To do:
Copy the records below exactly, leaving out every picture.

Exercise data:

* * *

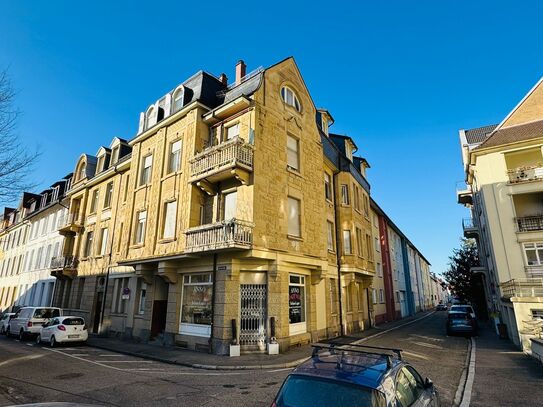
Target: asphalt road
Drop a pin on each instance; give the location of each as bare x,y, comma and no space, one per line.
31,373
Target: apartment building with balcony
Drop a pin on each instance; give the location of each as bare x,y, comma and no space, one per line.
503,178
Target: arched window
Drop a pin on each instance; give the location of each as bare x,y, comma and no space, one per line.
178,98
290,98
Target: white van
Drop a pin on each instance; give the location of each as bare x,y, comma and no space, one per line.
28,320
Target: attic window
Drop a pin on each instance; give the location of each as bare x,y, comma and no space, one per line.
290,98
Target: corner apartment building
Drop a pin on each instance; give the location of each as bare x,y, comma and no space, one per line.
503,166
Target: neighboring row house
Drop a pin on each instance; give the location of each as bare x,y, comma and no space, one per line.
233,216
504,175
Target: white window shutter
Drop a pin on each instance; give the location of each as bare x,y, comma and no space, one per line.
167,105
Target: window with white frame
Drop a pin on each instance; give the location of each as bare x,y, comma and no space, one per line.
534,253
140,227
290,98
294,217
296,299
330,230
347,248
170,211
104,240
345,194
196,302
175,156
293,153
147,163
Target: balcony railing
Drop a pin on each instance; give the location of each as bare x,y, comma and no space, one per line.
523,174
529,223
63,262
220,235
213,160
522,287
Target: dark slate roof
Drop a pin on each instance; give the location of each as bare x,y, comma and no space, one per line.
514,134
480,134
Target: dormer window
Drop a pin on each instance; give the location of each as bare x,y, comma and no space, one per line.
290,98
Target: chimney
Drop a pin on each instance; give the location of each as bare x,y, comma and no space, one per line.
240,71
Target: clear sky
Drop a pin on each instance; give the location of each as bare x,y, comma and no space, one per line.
400,77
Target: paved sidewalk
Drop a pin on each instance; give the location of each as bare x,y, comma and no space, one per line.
505,376
201,360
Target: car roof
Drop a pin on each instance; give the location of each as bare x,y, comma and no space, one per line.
357,368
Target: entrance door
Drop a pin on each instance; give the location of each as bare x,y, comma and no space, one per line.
158,322
252,334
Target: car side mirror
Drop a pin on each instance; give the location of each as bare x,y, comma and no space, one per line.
428,384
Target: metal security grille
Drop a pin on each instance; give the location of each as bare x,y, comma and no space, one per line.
253,316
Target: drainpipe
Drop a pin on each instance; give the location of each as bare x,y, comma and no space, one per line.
338,258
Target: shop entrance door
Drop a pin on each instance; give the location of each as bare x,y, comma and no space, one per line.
252,334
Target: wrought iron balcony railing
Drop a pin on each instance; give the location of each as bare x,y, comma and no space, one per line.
529,223
63,262
527,173
522,287
225,156
221,235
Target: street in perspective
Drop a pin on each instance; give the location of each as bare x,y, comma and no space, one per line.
274,221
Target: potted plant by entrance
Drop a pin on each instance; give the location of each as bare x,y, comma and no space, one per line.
234,345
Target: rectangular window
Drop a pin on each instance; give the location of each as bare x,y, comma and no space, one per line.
109,195
330,228
94,200
103,241
147,164
347,248
327,186
294,227
345,194
197,296
175,156
88,243
143,295
293,153
232,131
140,227
296,299
170,211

* * *

Problem solution:
Target: asphalt road
Drop a pin on each instance; give the location of each as bare x,y, comma and no space, one per line.
31,373
Target: apartment building with balcony
Drop a pin on each instance; give the location of each as bare x,y, comma and no space, one per line.
503,178
Target: arched window
Drop a pin on each instance; give the location of each as bare x,y, comma and no space, one per line.
178,98
290,98
Target: white van
Drop a pin on each instance; give the location of each as bare x,y, comma and no space, one per line.
28,320
Target: attic window
Drop a pin on each instance; give the location of each as bare x,y, comma and no space, one per line.
290,98
Target: corner apartment building
Drop a pin on each instance; give the location of each as bare x,y, comma and no space, one per line.
503,166
Target: neighboring row house
Drop a pin on each instance; give the location of each as bare x,y, comma and no space, one per line.
233,216
504,175
Target: white window shutter
Drop a pin on each instance; give the location of each as bare x,y, comma and no space, one per line.
167,105
Target: window with white frame
Drop a pin on each instance; give the location of each as bare x,y, comma and no space, one per line.
534,253
140,227
290,98
294,217
296,299
330,230
347,248
170,211
104,240
345,194
196,302
175,156
293,153
147,163
Target: balcony railing
Drop a pin on each instance; give the location of each as bare x,y, comma and no space, one per line.
523,174
529,223
63,262
220,235
213,160
522,287
Target: dark slate roof
Drop a pin on each instance; give the location of each as bare x,y, comma and no space, one per line.
514,134
480,134
Target: dormer window
Drop a pin on each instance; give the location of each as bare x,y, comma and no space, one per line.
290,98
Target: chimney
Drop a pin on each instance; give the location of each as bare x,y, comma and no space, one per line.
240,71
Target: clear sky
Drop a pin on each instance; give the location of each as bare x,y, comma and no space, one per line.
400,77
Target: paved sidewalk
Drop a pin on each instance; give the location of each as bare x,y, comma and no space, one per line.
505,376
201,360
Target: car roof
Drop a pin on each instance; give the location of each as bare x,y, comma and no space, one per line.
357,368
Target: entrance door
Drop a pin on each instance; give the location of each as bare x,y, comma and no space, one per line.
158,322
252,334
Target: car side mirror
Drop a pin on each instance; give the location of each as bare x,y, comma and no space, one per line.
428,384
Target: metal security grille
Drop a pin on each instance; give the location of each as bare x,y, comma and no space, one per line.
253,316
Target: drainpipe
Drop a pin on each instance; give the location of each as bare x,y, comma and no space, one per line.
338,258
Target: shop entrance door
Drop a pin on each instance; give the location of each as bare x,y, comma and no space, one per line.
252,334
Target: wrought iron balcony railing
Drop a pin on each instance; give the location of each as bare x,y, comma and no space, one per line.
529,223
63,262
527,173
522,287
225,156
221,235
Target: street in perspective
Drop a pin on each instance; give the location of each as bare x,y, comma and no space, one per line.
274,221
Target: potted plant by entrance
Drop a pin on each instance; give the location of each as bare x,y, comma and no space, one per line.
234,345
Target: rectangular window
Drop a pin on each instance; give the location of each as bare x,y, comma and no space, one per line.
109,195
330,228
94,200
103,241
147,164
347,248
327,186
294,227
345,194
197,296
175,156
88,243
143,295
293,153
232,131
140,227
296,299
170,211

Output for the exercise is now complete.